Action item » Only the count is wanted here: how many lines of the entries hold the string "dark"?

*** Opening Given entries ***

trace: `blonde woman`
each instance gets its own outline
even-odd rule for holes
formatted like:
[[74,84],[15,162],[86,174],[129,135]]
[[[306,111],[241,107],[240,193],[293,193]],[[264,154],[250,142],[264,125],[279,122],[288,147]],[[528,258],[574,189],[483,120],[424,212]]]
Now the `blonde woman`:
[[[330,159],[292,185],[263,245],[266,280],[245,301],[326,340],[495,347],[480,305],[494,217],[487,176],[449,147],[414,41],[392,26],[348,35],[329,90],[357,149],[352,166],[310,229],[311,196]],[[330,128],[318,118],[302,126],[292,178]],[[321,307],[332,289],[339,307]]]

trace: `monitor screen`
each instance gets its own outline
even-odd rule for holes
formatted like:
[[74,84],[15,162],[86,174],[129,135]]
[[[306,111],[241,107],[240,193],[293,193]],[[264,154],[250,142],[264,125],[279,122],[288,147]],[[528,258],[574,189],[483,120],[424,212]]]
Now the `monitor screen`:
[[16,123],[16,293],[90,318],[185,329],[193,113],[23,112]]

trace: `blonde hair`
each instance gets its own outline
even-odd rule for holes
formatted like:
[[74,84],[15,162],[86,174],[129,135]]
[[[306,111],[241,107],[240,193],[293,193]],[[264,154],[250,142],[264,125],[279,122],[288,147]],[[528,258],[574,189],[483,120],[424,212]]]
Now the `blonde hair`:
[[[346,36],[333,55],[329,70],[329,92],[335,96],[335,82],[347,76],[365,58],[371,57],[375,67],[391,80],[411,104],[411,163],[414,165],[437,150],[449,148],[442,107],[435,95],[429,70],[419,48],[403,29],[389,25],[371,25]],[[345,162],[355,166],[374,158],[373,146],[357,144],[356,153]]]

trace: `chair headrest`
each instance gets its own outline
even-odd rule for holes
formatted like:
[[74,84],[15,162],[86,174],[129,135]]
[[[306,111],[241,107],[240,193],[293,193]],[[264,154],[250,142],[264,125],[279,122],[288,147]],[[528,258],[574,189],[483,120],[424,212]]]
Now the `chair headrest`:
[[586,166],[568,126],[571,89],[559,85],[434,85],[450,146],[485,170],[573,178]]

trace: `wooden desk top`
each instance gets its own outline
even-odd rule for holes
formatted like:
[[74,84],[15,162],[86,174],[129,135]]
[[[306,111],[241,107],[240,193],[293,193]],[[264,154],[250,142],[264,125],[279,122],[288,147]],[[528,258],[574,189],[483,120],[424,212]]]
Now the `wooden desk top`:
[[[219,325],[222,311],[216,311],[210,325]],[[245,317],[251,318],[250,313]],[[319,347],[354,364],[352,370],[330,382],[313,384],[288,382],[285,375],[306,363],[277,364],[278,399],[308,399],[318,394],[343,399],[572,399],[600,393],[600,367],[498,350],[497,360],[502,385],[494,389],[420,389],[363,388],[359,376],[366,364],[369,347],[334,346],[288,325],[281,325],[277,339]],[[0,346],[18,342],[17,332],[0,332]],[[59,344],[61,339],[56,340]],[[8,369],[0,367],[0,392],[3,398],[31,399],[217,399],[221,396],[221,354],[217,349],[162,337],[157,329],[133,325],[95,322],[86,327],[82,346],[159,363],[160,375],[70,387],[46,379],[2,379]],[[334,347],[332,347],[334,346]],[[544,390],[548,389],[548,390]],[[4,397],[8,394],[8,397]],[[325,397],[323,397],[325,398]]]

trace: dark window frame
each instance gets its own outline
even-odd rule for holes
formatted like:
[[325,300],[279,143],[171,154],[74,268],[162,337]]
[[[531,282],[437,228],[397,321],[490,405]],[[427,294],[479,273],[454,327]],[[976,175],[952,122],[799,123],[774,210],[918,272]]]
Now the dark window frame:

*** Closing Given entries ***
*** Opening Given entries ***

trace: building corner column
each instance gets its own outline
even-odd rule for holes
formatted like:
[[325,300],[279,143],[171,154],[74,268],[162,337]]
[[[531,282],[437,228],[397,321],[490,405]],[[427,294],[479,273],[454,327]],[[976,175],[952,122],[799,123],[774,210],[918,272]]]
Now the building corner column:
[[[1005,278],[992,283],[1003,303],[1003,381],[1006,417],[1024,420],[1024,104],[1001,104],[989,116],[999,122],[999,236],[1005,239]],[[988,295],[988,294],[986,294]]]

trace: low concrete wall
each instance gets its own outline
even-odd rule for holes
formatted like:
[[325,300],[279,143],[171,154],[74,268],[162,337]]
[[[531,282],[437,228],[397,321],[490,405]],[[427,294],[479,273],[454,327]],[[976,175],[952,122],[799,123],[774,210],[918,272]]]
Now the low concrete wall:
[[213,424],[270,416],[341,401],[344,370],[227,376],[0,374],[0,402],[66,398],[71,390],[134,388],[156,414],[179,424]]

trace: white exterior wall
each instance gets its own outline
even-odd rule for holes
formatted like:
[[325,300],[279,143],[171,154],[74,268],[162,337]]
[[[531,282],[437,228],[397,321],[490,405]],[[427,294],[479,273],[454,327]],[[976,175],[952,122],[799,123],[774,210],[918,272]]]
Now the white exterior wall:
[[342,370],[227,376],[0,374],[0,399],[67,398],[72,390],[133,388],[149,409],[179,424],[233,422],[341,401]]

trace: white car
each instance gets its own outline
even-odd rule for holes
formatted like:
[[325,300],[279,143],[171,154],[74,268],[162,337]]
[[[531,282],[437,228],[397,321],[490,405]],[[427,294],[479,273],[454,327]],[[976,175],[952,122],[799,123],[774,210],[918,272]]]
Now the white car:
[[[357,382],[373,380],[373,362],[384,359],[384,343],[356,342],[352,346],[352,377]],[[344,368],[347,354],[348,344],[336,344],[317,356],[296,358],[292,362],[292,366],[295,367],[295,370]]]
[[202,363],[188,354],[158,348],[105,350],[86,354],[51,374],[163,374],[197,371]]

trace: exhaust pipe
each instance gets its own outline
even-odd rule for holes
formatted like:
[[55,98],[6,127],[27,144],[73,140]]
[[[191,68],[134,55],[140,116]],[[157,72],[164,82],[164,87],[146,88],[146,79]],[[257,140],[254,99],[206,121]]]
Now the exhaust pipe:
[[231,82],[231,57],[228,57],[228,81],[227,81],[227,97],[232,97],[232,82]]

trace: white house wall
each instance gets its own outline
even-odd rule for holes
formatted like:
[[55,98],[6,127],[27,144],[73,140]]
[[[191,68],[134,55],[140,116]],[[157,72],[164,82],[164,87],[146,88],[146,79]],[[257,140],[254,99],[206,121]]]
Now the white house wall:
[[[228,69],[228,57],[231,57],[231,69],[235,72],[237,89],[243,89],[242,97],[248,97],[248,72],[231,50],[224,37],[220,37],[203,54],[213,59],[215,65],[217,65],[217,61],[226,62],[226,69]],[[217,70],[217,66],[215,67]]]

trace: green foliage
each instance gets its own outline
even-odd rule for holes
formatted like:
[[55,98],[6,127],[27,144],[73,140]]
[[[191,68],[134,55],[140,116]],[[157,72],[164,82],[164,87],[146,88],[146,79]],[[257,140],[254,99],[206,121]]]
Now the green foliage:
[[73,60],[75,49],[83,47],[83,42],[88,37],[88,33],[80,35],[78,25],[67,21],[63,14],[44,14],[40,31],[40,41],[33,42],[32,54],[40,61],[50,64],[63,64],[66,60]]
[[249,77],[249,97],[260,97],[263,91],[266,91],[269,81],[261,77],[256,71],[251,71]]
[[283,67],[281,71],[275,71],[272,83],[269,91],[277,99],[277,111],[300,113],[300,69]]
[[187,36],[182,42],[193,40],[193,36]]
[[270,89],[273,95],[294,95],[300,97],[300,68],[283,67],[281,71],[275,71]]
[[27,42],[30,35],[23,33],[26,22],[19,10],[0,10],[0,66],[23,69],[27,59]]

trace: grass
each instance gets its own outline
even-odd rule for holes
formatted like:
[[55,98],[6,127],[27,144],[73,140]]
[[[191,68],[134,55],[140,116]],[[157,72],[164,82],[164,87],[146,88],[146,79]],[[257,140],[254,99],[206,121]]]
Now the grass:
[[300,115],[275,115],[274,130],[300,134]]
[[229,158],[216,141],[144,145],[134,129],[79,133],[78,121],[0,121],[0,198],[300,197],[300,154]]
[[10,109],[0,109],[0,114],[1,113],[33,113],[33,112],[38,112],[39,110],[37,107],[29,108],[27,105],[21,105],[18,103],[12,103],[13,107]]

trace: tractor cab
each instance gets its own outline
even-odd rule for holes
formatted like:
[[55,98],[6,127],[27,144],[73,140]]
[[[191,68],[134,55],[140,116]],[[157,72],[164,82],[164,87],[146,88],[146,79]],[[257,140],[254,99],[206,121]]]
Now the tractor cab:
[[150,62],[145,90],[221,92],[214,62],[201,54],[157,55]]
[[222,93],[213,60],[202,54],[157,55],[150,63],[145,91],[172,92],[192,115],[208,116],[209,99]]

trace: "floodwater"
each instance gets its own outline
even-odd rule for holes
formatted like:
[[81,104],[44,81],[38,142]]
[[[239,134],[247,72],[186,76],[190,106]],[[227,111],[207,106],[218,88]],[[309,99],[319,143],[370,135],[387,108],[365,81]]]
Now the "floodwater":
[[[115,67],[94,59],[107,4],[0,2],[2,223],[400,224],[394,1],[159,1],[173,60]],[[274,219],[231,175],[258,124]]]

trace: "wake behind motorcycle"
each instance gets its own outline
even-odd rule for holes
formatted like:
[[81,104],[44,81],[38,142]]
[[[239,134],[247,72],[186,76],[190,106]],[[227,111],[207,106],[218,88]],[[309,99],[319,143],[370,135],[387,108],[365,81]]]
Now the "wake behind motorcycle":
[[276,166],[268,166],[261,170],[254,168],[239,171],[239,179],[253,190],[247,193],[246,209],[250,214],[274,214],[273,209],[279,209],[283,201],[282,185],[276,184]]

*** Closing Given entries ***
*** Opening Given entries ***

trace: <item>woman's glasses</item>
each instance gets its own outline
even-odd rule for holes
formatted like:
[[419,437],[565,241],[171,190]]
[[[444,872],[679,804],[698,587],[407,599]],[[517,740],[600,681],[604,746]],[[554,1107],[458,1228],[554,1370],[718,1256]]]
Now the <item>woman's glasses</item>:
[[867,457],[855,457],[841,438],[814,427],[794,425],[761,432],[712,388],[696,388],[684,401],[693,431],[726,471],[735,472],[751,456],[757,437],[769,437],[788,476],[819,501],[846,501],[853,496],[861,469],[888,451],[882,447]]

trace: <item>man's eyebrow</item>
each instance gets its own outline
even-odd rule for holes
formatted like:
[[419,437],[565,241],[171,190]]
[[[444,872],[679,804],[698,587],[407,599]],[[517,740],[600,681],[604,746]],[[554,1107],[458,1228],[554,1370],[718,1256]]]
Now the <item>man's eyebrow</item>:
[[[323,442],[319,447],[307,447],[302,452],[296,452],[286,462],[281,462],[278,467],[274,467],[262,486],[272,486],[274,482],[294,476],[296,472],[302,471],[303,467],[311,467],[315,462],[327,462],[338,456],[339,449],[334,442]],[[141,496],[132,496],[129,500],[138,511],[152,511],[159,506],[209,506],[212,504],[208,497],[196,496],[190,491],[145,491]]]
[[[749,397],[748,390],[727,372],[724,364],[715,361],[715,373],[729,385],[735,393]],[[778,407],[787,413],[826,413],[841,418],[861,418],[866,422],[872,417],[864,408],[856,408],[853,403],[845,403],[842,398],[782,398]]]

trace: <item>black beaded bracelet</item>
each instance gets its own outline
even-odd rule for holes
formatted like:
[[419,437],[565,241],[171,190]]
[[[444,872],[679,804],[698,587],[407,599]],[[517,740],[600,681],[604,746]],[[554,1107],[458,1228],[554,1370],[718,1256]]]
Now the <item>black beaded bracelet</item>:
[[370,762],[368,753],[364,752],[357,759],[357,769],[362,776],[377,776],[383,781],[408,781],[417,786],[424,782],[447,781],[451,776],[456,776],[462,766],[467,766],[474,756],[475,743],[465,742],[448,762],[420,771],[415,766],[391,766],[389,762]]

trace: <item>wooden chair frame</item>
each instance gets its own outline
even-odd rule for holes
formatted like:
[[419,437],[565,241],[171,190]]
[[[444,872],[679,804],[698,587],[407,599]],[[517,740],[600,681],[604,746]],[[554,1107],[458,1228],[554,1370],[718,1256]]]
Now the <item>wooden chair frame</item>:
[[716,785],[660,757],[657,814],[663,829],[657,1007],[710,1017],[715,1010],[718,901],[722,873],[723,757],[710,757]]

*** Closing Given entries ***

Output of the task » 2